— Отрывок со страницы —
<<<<

Государство — это разбойник, по их учению; в замену государства придумалось даже, за неимением ничего лучшего, казачество.
Настолько, впрочем, эта ненависть могла быть и личною, что Освободитель не так освободил, как им хотелось, и как будто не исполнил обещанного, то есть того, что им хотелось, что они сами обещали себе.
Мстили, может быть, лично и за возраставшую по мере преступлений строгость кар. Крамольники (по крайней мере, их вожаки), надо полагать, рассчитывали все более, и не без основания, на недовольство, хотя и знали, что оно никогда не было личным против особы царя. Они питали и раздували всеми силами это недовольство, находили себе, верно, не без злорадства, немалую подмогу в произволе и промахах администрации.
Итак, вдумываясь в прожитое прошедшее, я нахожу, что спертый донельзя, в течение многих лет, и выпущенный в последнее 25–летие на свободу дух нашего времени проявил себя у нас тотчас же борьбою с властью. Дух времени, выпущенный на волю, оказался у нас, как и следовало ожидать, похожим на степную, табунную лошадь, спущенную с аркана. Но, разумеется, в XIX столетии дух времени ни в какой стране не может быть вполне оригинальным и национальным; международная психическая связь культурного общества сделала то, что, несмотря на гнет сороковых годов, социальные утопии проникали с Запада и к нам в виде контрабанды, а самые несбыточные из них, провозглашающие ломку всего государственного строя, сделались предметом культа для незрелых умов. Обилие стихийных сил, животных и хищнических инстинктов в нашей стране придавало этому культу с самого начала немалое значение.
И действительно, борьба, хотя и неравная и не всегда явная, но злокачественная и упорная, повелась именно на почве, подверженной наиболее влиянию стихийных сил и животных инстинктов.
Эманципация крестьян служила как бы лозунгом для утопистов и к ним, конечно, не замедлили присоединиться, с целью и бесцельно, и увлеченные величием события, желавшие истинно добра, и злонамеренные корыстолюбцы, и многие недовольные правительством.
Польское восстание 1860–х годов оказало весьма сильную поддержку утопистам; они научились подражать жонду; а война французов — коммунаров с властью научила наших ни перед чем не отступать и ничего, самого родного и близкого сердцу, не щадить для достижения цели.
Закулисная и международная сторона борьбы мне, конечно, неизвестна; но в существовании ее я не могу сомневаться.
Удобства почвы, избранной утопистами для борьбы с властью, очевидны.
Нет ни одного государства в Европе, наименее муниципального, чем
Россия. У нас выдумали даже русского государя называть в похвальном смысле «мужицким царем» и, конечно, Россию, «мужицким царством». «Идти к мужичкам», сближаться с крестьянским людом, изучать деревню во всех отношениях сделалось модным и любимым занятием многих.
Я это говорю, конечно, не в упрек; я сам живу 15 лет безвыездно в деревне и интересуюсь и по воле, и по неволе, крестьянским бытом.
Я указываю на это стремление нашего культурного общества, как на знамение времени. Стремление такое, имеет, как и все на свете, не одну сторону. Оно почтенно, крайне полезно и необходимо для государства, в особенности же для нашего, немуниципального. Но сближение с меньшею братиею имеет в себе, как мне кажется, много дутого, напускного, ненормального. Мне кажется, многие из молодежи ищут сближения с крестьянами без всякой программы и потом уже увлекаются вожаками; многие вербуются ad hoc, а многие только подражают.
Я наблюдал это при первом открытии воскресных школ в Киеве. Это было время, когда Мирославский (приехавший сам, разумеется incognito и разъезжавший по Юго — Западному краю с русскою подорожною) пустил в ход между польскою молодежью влечение к меньшей братии. Студенты всполошились и начали сближаться по — своему, пошли доносы, аресты и т. п.

>>>>

— Условие задания —
Проверьте, согласуются ли с отрывком три утверждения: (а) автор пятнадцать лет безвыездно живет в деревне; (б) закулисная и международная сторона борьбы автору известна; (в) социальные утопии проникали в Россию с Запада в виде контрабанды. Для каждого ответьте «да» или «нет» и дословно приведите решающие слова отрывка. Записи — самостоятельный материал, к отрывку они не относятся.

— Учебный материал —

<<<<

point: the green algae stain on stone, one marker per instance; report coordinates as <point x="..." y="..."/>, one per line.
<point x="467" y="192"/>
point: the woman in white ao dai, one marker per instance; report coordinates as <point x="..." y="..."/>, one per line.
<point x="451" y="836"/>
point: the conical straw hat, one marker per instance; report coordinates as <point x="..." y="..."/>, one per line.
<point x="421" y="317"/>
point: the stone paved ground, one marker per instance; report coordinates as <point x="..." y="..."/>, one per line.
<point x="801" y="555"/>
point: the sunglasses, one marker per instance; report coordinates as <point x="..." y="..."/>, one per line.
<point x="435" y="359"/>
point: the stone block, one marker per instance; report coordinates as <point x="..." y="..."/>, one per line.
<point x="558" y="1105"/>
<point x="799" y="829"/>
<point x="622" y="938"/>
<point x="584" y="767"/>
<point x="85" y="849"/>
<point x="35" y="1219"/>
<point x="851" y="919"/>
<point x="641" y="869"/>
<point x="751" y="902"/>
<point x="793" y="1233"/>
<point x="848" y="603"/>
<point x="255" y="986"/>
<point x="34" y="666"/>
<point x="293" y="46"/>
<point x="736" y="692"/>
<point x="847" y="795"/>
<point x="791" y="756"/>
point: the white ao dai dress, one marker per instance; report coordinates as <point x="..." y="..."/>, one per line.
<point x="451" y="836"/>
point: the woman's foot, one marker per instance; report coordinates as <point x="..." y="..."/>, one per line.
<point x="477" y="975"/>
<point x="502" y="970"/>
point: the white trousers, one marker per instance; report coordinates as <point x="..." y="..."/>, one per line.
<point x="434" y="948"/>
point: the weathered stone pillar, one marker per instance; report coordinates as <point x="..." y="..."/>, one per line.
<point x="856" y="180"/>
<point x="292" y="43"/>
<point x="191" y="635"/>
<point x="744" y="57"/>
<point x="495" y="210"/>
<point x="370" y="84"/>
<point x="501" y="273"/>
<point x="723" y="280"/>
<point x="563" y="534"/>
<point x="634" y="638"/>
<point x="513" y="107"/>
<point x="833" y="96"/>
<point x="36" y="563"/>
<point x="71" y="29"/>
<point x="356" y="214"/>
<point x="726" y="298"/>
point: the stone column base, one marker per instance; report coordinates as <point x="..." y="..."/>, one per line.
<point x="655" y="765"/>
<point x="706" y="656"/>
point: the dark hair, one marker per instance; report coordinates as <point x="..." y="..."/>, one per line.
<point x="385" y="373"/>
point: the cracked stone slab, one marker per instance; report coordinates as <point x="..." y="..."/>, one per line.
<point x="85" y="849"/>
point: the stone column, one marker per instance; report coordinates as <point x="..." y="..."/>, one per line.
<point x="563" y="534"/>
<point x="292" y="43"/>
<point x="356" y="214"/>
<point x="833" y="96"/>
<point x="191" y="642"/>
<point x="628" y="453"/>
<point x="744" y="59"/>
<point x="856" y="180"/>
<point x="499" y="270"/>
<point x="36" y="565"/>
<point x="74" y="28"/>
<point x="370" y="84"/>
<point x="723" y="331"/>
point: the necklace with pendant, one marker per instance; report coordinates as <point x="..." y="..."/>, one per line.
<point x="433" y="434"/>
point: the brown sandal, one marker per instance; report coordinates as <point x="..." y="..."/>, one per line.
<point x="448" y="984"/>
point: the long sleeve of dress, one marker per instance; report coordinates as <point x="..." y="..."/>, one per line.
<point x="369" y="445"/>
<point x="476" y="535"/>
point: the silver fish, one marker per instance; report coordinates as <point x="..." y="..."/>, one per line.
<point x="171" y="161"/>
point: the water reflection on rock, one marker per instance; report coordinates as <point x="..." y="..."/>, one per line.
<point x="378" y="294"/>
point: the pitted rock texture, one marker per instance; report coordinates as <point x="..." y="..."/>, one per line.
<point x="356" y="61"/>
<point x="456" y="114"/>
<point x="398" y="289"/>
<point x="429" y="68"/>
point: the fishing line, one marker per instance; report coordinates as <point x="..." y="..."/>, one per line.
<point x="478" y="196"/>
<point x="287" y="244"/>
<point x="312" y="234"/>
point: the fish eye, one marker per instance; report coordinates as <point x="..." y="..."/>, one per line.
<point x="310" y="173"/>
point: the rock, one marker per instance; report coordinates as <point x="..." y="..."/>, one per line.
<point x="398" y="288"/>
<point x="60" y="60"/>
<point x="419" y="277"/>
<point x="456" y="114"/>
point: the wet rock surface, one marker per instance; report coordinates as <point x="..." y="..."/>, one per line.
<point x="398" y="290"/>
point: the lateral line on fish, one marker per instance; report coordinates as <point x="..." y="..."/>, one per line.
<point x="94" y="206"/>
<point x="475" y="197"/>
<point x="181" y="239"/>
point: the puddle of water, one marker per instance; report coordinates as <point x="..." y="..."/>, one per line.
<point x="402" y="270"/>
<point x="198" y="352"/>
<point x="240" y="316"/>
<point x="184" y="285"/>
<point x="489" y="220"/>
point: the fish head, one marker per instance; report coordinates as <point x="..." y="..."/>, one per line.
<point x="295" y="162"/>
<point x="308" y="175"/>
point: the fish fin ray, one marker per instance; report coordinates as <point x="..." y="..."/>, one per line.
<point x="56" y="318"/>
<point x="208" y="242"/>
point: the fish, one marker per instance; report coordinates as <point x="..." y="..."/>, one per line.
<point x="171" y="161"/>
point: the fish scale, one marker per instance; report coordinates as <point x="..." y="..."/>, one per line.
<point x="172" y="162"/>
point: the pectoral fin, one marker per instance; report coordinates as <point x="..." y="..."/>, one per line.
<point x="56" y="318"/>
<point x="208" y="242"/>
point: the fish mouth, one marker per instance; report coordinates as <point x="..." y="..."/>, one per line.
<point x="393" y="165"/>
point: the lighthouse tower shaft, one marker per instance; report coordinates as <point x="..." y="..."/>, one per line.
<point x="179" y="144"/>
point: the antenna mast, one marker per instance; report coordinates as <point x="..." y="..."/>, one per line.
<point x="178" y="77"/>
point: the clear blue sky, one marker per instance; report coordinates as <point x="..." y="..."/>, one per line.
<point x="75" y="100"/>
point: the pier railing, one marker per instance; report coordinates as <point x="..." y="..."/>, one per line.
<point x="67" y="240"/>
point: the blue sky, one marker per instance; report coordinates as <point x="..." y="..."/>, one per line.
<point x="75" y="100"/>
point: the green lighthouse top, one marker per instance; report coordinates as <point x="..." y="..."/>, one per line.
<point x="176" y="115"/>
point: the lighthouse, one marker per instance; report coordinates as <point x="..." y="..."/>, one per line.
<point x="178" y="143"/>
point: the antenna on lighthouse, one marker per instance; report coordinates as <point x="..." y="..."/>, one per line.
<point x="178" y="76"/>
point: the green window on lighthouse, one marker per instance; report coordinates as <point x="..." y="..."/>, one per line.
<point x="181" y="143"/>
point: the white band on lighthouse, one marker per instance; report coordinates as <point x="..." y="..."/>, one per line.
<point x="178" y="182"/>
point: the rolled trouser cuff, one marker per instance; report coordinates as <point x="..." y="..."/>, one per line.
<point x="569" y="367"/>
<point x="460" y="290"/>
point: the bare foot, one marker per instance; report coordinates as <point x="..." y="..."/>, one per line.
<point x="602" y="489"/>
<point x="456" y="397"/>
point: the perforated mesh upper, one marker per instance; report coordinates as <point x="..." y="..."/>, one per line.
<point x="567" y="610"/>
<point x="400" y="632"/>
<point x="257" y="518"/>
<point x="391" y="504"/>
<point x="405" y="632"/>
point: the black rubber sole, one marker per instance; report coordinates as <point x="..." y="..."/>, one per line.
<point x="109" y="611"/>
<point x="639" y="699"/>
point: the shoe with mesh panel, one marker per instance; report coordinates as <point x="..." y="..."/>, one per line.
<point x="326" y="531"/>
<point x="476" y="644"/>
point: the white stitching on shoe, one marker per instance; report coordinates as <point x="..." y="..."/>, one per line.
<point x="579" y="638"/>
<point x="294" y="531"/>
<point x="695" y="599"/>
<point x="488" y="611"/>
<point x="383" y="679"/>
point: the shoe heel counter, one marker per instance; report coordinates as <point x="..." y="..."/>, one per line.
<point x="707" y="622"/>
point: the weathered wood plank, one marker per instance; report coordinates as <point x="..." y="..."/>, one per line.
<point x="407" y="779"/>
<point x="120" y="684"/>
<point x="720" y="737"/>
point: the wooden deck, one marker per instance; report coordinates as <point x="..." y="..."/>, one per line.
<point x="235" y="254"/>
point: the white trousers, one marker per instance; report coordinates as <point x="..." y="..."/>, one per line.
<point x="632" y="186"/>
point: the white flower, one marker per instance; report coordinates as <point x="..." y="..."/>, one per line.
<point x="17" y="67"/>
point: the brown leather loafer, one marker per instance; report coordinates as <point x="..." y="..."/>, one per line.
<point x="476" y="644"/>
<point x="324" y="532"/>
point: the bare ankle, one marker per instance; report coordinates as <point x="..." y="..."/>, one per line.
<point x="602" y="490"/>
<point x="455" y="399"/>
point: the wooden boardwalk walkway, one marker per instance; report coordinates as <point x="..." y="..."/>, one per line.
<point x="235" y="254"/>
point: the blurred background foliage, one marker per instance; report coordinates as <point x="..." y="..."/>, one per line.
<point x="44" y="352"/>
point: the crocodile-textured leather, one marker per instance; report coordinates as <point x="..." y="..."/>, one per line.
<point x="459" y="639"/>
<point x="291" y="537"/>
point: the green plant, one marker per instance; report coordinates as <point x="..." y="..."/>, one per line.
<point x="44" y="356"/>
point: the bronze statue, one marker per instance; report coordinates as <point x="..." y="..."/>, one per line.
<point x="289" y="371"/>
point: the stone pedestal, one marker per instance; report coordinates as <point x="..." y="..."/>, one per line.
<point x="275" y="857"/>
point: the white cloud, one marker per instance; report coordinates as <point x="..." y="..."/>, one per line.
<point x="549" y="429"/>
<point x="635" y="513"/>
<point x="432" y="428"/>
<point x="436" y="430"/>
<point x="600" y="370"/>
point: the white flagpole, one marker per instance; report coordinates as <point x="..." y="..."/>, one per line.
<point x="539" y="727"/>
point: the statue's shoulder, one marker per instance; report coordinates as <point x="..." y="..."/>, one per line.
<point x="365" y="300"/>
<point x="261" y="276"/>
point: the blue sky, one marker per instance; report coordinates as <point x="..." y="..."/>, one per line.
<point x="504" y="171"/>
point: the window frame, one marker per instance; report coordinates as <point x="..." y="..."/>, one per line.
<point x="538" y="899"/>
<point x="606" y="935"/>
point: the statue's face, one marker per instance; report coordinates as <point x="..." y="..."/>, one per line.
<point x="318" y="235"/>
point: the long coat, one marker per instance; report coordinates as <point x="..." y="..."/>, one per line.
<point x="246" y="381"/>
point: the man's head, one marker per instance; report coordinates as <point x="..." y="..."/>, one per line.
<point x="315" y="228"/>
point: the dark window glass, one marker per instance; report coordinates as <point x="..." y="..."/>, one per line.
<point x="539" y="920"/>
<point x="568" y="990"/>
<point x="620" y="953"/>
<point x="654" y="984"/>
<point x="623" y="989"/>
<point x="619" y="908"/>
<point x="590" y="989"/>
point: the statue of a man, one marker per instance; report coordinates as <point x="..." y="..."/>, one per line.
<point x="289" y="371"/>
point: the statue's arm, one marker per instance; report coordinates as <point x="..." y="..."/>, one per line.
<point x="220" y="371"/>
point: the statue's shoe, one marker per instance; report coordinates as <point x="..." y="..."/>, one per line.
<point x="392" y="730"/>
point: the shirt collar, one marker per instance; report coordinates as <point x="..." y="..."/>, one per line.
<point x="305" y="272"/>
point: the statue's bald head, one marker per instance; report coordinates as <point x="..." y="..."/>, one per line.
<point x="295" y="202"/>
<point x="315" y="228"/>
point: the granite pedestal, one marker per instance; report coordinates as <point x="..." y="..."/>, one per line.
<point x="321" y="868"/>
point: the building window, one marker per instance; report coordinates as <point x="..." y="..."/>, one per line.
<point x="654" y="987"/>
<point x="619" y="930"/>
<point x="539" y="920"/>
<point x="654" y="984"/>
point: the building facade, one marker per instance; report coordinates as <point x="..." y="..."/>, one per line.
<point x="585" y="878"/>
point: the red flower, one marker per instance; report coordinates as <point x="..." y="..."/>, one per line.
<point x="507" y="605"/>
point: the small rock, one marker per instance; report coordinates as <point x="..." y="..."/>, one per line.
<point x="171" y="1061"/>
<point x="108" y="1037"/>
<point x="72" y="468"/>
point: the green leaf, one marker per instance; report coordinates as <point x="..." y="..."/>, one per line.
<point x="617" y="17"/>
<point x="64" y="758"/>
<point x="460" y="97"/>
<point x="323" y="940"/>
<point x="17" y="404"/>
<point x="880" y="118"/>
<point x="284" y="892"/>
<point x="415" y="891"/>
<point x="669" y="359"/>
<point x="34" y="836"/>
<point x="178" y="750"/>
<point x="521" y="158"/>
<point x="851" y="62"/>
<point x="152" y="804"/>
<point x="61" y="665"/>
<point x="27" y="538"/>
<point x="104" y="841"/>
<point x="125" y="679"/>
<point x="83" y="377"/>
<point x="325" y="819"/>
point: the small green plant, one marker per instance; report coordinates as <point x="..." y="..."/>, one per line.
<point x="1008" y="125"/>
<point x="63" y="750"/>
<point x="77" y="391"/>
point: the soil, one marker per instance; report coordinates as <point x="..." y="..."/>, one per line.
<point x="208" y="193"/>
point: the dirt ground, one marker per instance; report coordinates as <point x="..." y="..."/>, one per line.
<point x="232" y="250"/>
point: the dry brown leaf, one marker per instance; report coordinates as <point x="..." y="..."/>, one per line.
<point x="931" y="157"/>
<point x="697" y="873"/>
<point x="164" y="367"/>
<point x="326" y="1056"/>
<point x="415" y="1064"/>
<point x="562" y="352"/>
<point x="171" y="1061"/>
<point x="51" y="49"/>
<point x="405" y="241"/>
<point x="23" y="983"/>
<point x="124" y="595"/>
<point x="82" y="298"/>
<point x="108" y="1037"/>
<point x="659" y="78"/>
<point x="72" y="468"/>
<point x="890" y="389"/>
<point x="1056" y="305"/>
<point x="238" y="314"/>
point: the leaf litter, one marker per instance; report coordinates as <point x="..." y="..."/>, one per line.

>>>>

— Письменное решение —
(а) Да: «я сам живу 15 лет безвыездно в деревне».
(б) Нет: «Закулисная и международная сторона борьбы мне, конечно, неизвестна».
(в) Да: «социальные утопии проникали с Запада и к нам в виде контрабанды».